TEXT PROVIDED
----------
Her comments jog a submerged memory in Irving. “I knew a cloak-and-suit man who jumped in New York,” he says. “In those days, I was only a young kid making $10 or $15 a week. I was a salesman in a ladies’ dress factory. Thank God, I had a fairly decent job.”

He ponders then and now. “There were no drugs and gangs and homeless people. Relatives took them in. I supplied food to two families every Saturday--my brother-in-law and a nephew.”

Growing up across the Dust Bowl in Oklahoma City as the eldest of six children, Sinclair recalls leaner days. One night, the family stayed up late without supper, waiting for Dad to come home with money from an odd job so they could buy something to eat. When her father walked in, though, he carried only a rag rug--payment from someone equally destitute.

“We all went to bed hungry that night,” Sinclair recalls.
----------
TASK
Copy out the full passage about Irving's and Sinclair's memories of lean years, word for word.

MATERIAL
----------
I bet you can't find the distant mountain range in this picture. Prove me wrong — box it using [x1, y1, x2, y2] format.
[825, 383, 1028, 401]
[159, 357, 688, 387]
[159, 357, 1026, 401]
----------
COMPLETED TASK
Her comments jog a submerged memory in Irving. “I knew a cloak-and-suit man who jumped in New York,” he says. “In those days, I was only a young kid making $10 or $15 a week. I was a salesman in a ladies’ dress factory. Thank God, I had a fairly decent job.”

He ponders then and now. “There were no drugs and gangs and homeless people. Relatives took them in. I supplied food to two families every Saturday--my brother-in-law and a nephew.”

Growing up across the Dust Bowl in Oklahoma City as the eldest of six children, Sinclair recalls leaner days. One night, the family stayed up late without supper, waiting for Dad to come home with money from an odd job so they could buy something to eat. When her father walked in, though, he carried only a rag rug--payment from someone equally destitute.

“We all went to bed hungry that night,” Sinclair recalls.